For residents we look for some programming ability, mathematical ability, and machine learning knowledge. If an applicant knows absolutely nothing about machine learning, it would be strange (why apply?). We accept people who are not machine learning experts, but we want to be sure that people know enough about machine learning to be making an informed choice about trying to become machine learning researchers. Applicants need to have enough exposure to the field to have some idea of what they are getting into and have the necessary self-knowledge to be passionate about machine learning research.

You can see profiles of a few of the first cohort of residents here: https://research.google.com/teams/brain/residency/

See the old job posting which should hopefully explain the qualifications: https://careers.google.com/jobs#!t=jo&jid=/google/google-bra...

gdahl | 9 years ago | on: The Google Brain Team – Looking Back on 2016

We don't have a simple separation of concerns like that. Brain and DeepMind share a common vision around advancing the state of the art in machine learning in order to have a positive impact on the world. Because machine intelligence is such a huge area, it is useful to have multiple large teams doing research in this area (unlike two product teams making the same product, two research teams in the same area just produces more good research). We follow each other's work and collaborate on a number of projects, although timezone differences sometimes make this hard. I am personally collaborating on a project with a colleague at DeepMind that is a lot of fun to work on.

Disclosure: I work for Google on the Brain team.

gdahl | 9 years ago | on: DeepMind’s work in 2016: a round-up

The Google Brain (g.co/brain) team has people in SF. We are part of the same company as DeepMind so maybe this doesn't quite answer your question. ^_^

We are mostly in SF and Mountain View, but we also have people in a few other locations. Right now, SF and Mountain View are the largest.

Disclosure: I work for Google on the Brain team.

gdahl | 12 years ago | on: Jeopardy's controversial new champion is using game theory to win big

Here is a better article with an interesting interview from Arthur Chu: http://mentalfloss.com/article/54853/our-interview-jeopardy-...

gdahl | 12 years ago | on: Google to Buy Artificial Intelligence Startup DeepMind for $400M

There were a lot of pros a DeepMind. For example: Volodymyr Mnih, Andriy Mnih, Alex Graves, Koray Kavukcuoglu, Karol Gregor, Guillaume Desjardins, David Silver, and a bunch more I am forgetting.

gdahl | 12 years ago | on: GPU-Accelerated Deep Learning Library in Python

It has content and communicates an approach to machine learning distinct from other approaches. It isn't like "big data" which is truly meaningless. However, deep learning is also not a single method or algorithm.

I would have described the library in question as a "GPU-Accelerated Neural Network library" since that is more descriptive.

gdahl | 12 years ago | on: Will online classes make professors extinct?

### DIRECTIONS:
Continue the forum thread about Google Brain and machine learning research, picking up right after its last line.

[Boundary labeling items]
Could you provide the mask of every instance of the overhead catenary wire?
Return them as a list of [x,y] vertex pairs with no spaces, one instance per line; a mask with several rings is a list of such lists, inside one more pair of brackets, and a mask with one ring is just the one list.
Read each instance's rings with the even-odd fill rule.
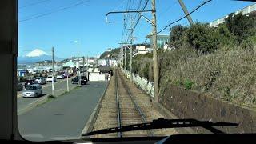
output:
[[44,2],[49,2],[49,1],[50,1],[50,0],[44,0],[44,1],[40,1],[40,2],[33,2],[33,3],[27,4],[26,6],[20,6],[18,8],[19,9],[23,9],[23,8],[26,8],[26,7],[35,6],[35,5],[41,4],[41,3],[44,3]]
[[82,1],[80,2],[74,3],[74,4],[73,4],[71,6],[69,6],[61,7],[61,8],[58,8],[58,9],[56,9],[56,10],[50,10],[50,11],[49,11],[47,13],[38,14],[38,15],[35,15],[35,16],[31,16],[30,18],[24,18],[22,20],[20,20],[19,22],[25,22],[25,21],[29,21],[29,20],[38,18],[43,17],[43,16],[46,16],[46,15],[50,15],[51,14],[56,13],[56,12],[58,12],[58,11],[62,11],[62,10],[66,10],[66,9],[70,9],[70,8],[72,8],[72,7],[74,7],[74,6],[79,6],[79,5],[82,5],[82,4],[86,3],[86,2],[88,2],[90,0]]
[[198,6],[195,9],[194,9],[192,11],[190,11],[188,14],[186,14],[184,15],[183,17],[172,22],[170,22],[168,25],[166,25],[164,28],[161,29],[161,30],[159,30],[158,32],[155,33],[155,34],[150,34],[148,38],[146,38],[146,40],[142,42],[142,43],[145,43],[147,39],[153,36],[153,35],[156,35],[156,34],[158,34],[159,33],[162,32],[163,30],[165,30],[166,29],[167,29],[170,26],[186,18],[187,16],[190,15],[191,14],[193,14],[194,12],[195,12],[196,10],[198,10],[199,8],[201,8],[202,6],[203,6],[204,5],[206,5],[206,3],[210,2],[210,1],[212,0],[207,0],[207,1],[204,1],[202,3],[201,3],[199,6]]

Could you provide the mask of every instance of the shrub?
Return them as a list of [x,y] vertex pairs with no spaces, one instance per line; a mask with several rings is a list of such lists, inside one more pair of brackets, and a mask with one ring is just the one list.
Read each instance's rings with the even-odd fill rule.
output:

### REPLY TO THE EXERCISE:
Will high quality textbooks and the printing press make the medieval university go extinct?

gdahl | 12 years ago | on: Numenta open-sourced their Cortical Learning Algorithm

Yes, plenty. Releasing source code is quite common in the ML community.

gdahl | 12 years ago | on: Numenta open-sourced their Cortical Learning Algorithm

Generally, the most relevant academic community would be the NIPS community and I have not noticed any Numenta papers at NIPS, but please point me towards any I have missed if you are aware of any. I expect a lot of people have an opinion along these lines: http://developers.slashdot.org/comments.pl?sid=225476&cid=18... Don't get me wrong, I would love to see numenta produce something of value for the ML community, but it doesn't look good so far.

gdahl | 12 years ago | on: Numenta open-sourced their Cortical Learning Algorithm

Basically none. Numenta has yet to do anything that has impressed any researchers I know. Perhaps someday they will, but I am not counting on it.

gdahl | 13 years ago | on: Scientists See Promise in Deep-Learning Programs

Deep learning is not boosting at all. Deep learning is about composing trainable modules. Adding a layer f(x) to a layer g(x) to get h(x) = f(g(x)). Boosting creates a final classifier that is a weighted sum of the base classifiers, or something like h(x) = a * f(x) + b * g(x). Composition is what Professor Hinton means when he says "re-represent the input" and other similar phrases.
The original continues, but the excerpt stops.